TASKS AND EXERCISES:
1. Decide whether each statement below agrees with the essay on borrowing self-driving car tools. For each, answer yes or no and quote the words of the essay that settle it.
(a) The writer's mom learned to parallel park in Egypt.
(b) The 360° camera system combines data from cameras, radar, and lidar.
(c) Hazard alert systems rely on predictive algorithms to foresee dangers.
2. In the essay on borrowing self-driving car tools, switch "mystical strangers" to "helpful neighbors" and write out the passage from "No need to rely" up to and including "Cairo's parking angels.".
3. Continue the essay on borrowing self-driving car tools from the point where it stops.

My mom never learned to parallel park in Egypt. She didn’t need to—Cairo’s hive mind sent helpers on demand. This "school of fish" dynamic, this unspoken communication, highlights the human element in driving – the intuition and adaptability that AI is still struggling to replicate.

Why We Need AI’s Toolkit (Not the AI Driver)

Self-driving cars get all the hype, but what if we stole their gadgets?

1. 360° “God View” Camera

Imagine seeing everything around your car—no blind spots, no guessing if that scooter is in your mirror. In Cairo, this would’ve saved me from merging into a donkey cart. Twice. This system blends data from cameras, radar, and lidar (think of it as a digital sixth sense) to map your surroundings in real time. It spots scooters, pedestrians, and yes, donkey carts, before your eyes even register them. This data is then processed and rendered, giving the driver an augmented view that extends far beyond the limitations of human vision.

2. Hazard Alerts for Humans

AI whispers: “Pedestrian detected, closing rapidly.” My ego protests, but my foot instinctively eases off the gas. AI, the silent guardian, preventing a near miss. These systems use predictive algorithms to anticipate potential dangers before they become apparent to the driver. By analyzing sensor data, they can identify patterns and predict the behavior of other vehicles, pedestrians, and obstacles. These predictions are then communicated to the driver through intuitive alerts, giving them valuable extra seconds to react.

3. The Parking Fairy, But Digital

No need to rely on mystical strangers. An AI overlay highlights the perfect parking angle and barks “Erga!” through your speakers. Mom-approved. This feature would use a combination of sensors and spatial mapping to identify available parking spaces and guide the driver through the optimal maneuver. Real-time feedback, both visual and auditory, would provide precise instructions, effectively digitizing the "Erga!" guidance of Cairo's parking angels.

GIVEN RECORDS:
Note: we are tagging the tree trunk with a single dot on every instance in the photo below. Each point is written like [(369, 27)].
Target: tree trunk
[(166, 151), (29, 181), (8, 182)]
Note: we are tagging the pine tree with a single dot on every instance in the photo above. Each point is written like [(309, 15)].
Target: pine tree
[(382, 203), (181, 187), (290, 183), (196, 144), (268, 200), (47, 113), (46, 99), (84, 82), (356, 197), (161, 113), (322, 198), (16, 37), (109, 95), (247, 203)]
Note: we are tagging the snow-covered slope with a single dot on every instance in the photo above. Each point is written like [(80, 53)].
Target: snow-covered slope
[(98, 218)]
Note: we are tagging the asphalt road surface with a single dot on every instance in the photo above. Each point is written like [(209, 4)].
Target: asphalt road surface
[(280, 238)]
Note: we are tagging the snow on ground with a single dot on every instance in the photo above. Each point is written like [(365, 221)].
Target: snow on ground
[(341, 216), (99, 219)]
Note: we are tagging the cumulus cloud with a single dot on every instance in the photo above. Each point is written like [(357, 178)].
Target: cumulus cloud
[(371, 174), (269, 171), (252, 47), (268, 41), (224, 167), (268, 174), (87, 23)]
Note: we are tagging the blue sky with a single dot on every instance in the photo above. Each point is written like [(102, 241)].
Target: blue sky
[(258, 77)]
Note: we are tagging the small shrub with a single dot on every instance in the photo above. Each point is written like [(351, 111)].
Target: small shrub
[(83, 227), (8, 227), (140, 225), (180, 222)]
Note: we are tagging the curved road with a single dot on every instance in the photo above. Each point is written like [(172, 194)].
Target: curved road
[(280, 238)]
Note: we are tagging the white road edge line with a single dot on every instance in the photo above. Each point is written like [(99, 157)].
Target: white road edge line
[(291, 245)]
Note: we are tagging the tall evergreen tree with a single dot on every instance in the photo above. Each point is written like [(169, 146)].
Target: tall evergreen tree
---
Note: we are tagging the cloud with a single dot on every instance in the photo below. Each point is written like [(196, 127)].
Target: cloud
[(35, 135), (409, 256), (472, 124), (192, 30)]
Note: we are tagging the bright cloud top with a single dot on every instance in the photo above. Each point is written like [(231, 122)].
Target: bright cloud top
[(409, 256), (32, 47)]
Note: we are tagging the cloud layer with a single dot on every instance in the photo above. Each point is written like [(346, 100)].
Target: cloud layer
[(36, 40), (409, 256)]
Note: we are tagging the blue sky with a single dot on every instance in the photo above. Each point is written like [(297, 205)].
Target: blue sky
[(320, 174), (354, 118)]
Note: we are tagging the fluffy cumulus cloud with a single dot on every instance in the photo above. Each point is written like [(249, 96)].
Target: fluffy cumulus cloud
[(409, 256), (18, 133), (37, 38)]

RESULTS BY TASK:
1.
(a) No: "My mom never learned to parallel park in Egypt."
(b) Yes: "This system blends data from cameras, radar, and lidar"
(c) Yes: "These systems use predictive algorithms to anticipate potential dangers before they become apparent to the driver."

2.
No need to rely on helpful neighbors. An AI overlay highlights the perfect parking angle and barks “Erga!” through your speakers. Mom-approved. This feature would use a combination of sensors and spatial mapping to identify available parking spaces and guide the driver through the optimal maneuver. Real-time feedback, both visual and auditory, would provide precise instructions, effectively digitizing the "Erga!" guidance of Cairo's parking angels.

3.
AI Should Augment Humans, Not Replace Us

Self-driving cars are like overachieving interns: great at rules, terrible at chaos. But humans? We thrive in Cairo’s ballet of honks and hand signals. We just need better tools:

  • Predictive honk detection (“Incoming road rage in 5 seconds!”). This system would analyze the acoustic properties of honks using machine learning. In Cairo, honks are a language. A friendly ‘beep-beep’ means ‘I exist!’ A prolonged ‘BEEEEEEP’ means ‘I’ve accepted my fate as a traffic ghost.

  • Lane-finder radar for roads where lanes are conceptual. This technology would use high-resolution mapping and real-time sensor data to create a virtual, navigable path, even on roads where lane markings are faded, obscured, or non-existent. Because in some places, 'lane' is less a painted line, and more a philosophical debate.

  • Traffic officer translator (“He’s waving you, not the bus!”). This feature could use image recognition and natural language processing to interpret the gestures and signals of traffic officers, providing drivers with clear, concise instructions, even in the most chaotic of intersections.

These tools wouldn't just be convenient; they'd be essential for navigating the complexities of modern driving, enhancing safety and reducing stress.

The Future of Driving? Think “Iron Man,” Not “Terminator”

AI doesn’t need to steal the wheel. Give us its X-ray vision, its spider-sense for potholes, and its encyclopedic knowledge of “is that a parking spot or a mirage?” Let humans handle the artistry—the intuition, the negotiation, the unspoken rules of places where GPS says “I give up.” We need a symbiotic relationship, where technology amplifies our abilities and compensates for our weaknesses, such as fatigue, distraction, and the inherent limitations of human perception. This collaboration would not only make driving safer but also more intuitive and enjoyable.

And if an AI ever replicates Cairo’s parking fairies? I’ll finally teach my mom to parallel park. Until then, I’ll keep dreaming of a world where my car shouts “Erga!” and a hologram gives me a thumbs up.

Let's demand these tools, and make driving safer and more intuitive for everyone.

TL;DR: Forget self-driving cars, give us their X-ray vision and spider-sense. Cairo proves humans rule the road, with a little 'Erga!' magic.